## Begin Excerpt

Skip to main content

Requirements

Functional Requirements

FR1 — Naming Convention

  • Every Kubernetes namespace follows the pattern {project}-{env}-{service}
  • Every namespace carries all 9 required labels: project, env, service, team, backstage.io/domain, backstage.io/system, backstage.io/component, argocd/app, argocd/app-set
  • Backstage entity names are env-agnostic: {system}-{service} for Components, {provider}-{project}-{env}-{type}-{name} for Resources
  • ArgoCD Application names follow {system}-{service}-{env}

FR2 — GitOps Repositories

  • One platform-gitops repository owned by the platform team containing AppProjects, ApplicationSets, Crossplane XRDs/Compositions, RBAC, and Backstage templates
  • One {domain}-gitops repository per domain containing k8s manifests, Crossplane Claims, and Backstage catalog entities
  • One {app}-repo application repository per service containing the source code, Dockerfile, TechDocs, and CI pipelines
  • Domain repos are created automatically by the create-domain Backstage template, and application repos by create-service

FR3 — ArgoCD Delivery

  • Every domain has an AppProject that restricts source repos and destination namespaces
  • Services are deployed via ApplicationSet matrix generators (services × clusters)
  • Prod Applications require manual sync — enforced via syncWindows and templatePatch
  • Sync windows deny automated prod deploys on weekday evenings and weekends
  • ArgoCD ignoreDifferences on /spec/replicas prevents overwriting HPA decisions
  • Crossplane Claims are deployed via git-directory-generator ApplicationSets

FR4 — Backstage Catalog

  • Domain, System, Component, Resource, Group, and User entities for every platform asset
  • backstage.io/kubernetes-label-selector on every Component surfaces health across all clusters with a single annotation
  • argocd/app-selector on every Component surfaces sync status per environment
  • backstage.io/kubernetes-label-selector on every Resource surfaces Crossplane Claim READY/SYNCED status
  • Catalog registered via catalog-info.yaml Location entities per domain repo

FR5 — Cloud Resource Provisioning (Crossplane)

  • Cloud resources declared as Crossplane Claims in {domain}-gitops/crossplane/claims/{env}/
  • Infra namespaces {domain}-{env}-infra isolated from application namespaces
  • deletionPolicy: Orphan default on all production Claims
  • Connection secrets written to the infra namespace after provisioning
  • Supported providers: GCP, AWS, Azure, IBM
  • Supported resource types: clusters (GKE/EKS/AKS/IKS), databases (Cloud SQL/RDS/PostgreSQL/Cosmos), queues (Pub/Sub/SQS/Service Bus/Event Streams), storage (GCS/S3/Blob/COS), cache (Memorystore/ElastiCache/Redis), registries, secret stores

FR6 — RBAC and Access Control

  • Kubernetes RoleBindings use Group subjects only (never individual User subjects for routine access)
  • Four platform roles: viewer, developer, lead, platform-engineer
  • developer role: no RoleBinding created for prod namespaces
  • platform-engineer role: ClusterRoleBinding for platform-* namespaces
  • ArgoCD project roles: readonly, developer (dev/staging sync only), domain-admin
  • RBAC applied exclusively via Backstage templates (create-group, create-user)

## End Excerpt
## Begin Records shown

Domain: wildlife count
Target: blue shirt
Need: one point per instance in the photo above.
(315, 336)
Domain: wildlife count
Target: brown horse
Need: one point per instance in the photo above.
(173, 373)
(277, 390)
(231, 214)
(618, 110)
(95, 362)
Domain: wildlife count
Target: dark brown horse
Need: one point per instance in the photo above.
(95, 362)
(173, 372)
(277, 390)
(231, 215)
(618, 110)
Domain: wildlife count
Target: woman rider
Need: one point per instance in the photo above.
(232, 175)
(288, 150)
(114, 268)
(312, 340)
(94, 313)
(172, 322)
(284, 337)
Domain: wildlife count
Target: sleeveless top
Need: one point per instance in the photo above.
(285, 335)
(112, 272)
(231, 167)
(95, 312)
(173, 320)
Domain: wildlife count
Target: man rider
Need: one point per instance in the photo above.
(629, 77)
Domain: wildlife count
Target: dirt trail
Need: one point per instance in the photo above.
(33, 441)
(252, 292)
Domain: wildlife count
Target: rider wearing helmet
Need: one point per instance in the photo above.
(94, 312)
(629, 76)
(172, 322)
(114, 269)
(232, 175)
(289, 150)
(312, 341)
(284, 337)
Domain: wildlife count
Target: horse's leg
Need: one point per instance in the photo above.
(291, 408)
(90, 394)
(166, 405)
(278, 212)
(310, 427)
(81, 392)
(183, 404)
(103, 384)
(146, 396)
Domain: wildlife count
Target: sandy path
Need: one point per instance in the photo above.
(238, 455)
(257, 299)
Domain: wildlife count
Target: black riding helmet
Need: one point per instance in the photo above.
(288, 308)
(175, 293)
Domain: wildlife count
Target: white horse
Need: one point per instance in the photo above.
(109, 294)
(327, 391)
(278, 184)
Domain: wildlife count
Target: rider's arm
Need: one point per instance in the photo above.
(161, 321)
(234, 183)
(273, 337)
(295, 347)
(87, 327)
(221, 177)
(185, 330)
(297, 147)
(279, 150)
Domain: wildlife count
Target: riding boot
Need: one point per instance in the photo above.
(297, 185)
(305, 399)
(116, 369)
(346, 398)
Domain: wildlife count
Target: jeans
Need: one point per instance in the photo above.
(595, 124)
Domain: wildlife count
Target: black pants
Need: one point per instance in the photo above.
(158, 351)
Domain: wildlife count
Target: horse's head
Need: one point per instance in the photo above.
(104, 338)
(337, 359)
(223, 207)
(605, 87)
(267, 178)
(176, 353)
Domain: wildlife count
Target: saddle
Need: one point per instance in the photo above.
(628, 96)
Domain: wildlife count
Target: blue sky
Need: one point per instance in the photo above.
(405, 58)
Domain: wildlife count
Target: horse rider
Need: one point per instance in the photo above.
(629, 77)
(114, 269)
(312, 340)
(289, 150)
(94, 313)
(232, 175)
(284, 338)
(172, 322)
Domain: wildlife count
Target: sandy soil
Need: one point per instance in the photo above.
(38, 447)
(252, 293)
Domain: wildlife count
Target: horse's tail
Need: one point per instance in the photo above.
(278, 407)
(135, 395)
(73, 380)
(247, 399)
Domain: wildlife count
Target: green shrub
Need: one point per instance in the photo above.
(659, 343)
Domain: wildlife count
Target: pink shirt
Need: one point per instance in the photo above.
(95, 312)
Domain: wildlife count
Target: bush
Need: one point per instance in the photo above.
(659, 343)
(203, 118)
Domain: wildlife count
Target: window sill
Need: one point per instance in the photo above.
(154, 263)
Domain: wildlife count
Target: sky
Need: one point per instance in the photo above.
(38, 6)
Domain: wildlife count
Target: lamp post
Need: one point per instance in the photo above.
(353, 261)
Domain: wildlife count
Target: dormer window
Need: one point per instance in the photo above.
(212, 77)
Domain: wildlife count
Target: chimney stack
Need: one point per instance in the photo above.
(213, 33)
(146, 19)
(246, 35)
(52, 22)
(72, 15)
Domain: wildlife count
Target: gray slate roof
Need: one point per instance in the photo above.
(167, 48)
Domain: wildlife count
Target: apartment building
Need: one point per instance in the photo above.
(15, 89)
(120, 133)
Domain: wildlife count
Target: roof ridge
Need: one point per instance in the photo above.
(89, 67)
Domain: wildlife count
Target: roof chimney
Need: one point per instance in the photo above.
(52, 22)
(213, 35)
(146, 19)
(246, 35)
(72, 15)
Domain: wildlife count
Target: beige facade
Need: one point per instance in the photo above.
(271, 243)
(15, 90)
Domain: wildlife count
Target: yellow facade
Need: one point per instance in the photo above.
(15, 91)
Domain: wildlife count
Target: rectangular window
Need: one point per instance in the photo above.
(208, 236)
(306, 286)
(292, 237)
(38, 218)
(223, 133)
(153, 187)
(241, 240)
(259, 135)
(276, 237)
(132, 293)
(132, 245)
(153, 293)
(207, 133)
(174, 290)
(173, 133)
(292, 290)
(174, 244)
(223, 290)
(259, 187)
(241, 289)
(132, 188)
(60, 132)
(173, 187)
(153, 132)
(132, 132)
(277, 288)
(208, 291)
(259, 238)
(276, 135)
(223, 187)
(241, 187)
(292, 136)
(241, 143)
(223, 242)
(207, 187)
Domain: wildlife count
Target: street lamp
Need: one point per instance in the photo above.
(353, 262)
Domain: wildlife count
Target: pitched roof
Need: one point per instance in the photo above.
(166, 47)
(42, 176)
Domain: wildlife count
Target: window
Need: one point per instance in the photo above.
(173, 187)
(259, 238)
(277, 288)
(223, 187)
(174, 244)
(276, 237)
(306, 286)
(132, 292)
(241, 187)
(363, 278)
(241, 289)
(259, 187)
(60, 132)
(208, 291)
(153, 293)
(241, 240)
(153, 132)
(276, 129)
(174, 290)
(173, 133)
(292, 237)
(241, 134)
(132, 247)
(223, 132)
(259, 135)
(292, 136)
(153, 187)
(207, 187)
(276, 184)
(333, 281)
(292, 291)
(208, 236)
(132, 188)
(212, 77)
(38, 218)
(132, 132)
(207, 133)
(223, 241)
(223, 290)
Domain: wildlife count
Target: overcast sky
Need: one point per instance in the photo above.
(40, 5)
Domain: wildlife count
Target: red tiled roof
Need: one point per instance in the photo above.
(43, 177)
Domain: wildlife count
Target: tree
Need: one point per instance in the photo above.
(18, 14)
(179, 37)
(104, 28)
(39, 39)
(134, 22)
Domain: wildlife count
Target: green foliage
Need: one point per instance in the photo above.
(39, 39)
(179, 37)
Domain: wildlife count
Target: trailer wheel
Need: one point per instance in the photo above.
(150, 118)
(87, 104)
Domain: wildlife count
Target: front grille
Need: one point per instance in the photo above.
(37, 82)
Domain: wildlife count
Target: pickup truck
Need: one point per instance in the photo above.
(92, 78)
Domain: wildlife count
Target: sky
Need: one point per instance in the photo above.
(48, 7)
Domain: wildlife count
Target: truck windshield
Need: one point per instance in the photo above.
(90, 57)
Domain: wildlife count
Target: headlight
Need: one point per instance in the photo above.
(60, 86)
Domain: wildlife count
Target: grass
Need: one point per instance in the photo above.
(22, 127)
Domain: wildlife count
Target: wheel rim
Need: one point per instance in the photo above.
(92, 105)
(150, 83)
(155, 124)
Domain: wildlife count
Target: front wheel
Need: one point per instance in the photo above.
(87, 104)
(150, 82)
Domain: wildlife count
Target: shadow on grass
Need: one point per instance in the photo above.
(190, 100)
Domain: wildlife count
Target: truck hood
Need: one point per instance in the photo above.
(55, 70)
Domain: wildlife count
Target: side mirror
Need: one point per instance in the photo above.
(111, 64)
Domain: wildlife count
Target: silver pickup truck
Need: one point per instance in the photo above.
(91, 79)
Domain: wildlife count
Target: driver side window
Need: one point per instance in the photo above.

## End Records shown

Tasks
- 1) Answer these questions using the requirements text above, one per line:
(a) How many required labels must every Kubernetes namespace carry?
(b) Which cloud providers are listed as supported for Crossplane provisioning?
(c) What are the four platform roles?
- 2) Pull out every line of the rows above that contains the string "brown".

Solutions to the problems
- 1)
(a) 9
(b) GCP, AWS, Azure, IBM
(c) viewer, developer, lead, platform-engineer

- 2)
Target: brown horse
Target: dark brown horse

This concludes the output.